Records from a collection:
------------------------
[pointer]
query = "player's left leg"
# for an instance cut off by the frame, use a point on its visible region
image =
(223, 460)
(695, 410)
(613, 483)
------------------------
# The task
Give the records again, complete and exact.

# Completed task
[pointer]
query = "player's left leg"
# for an instance cut off by the frame, use a point on its visible region
image =
(223, 460)
(695, 410)
(613, 483)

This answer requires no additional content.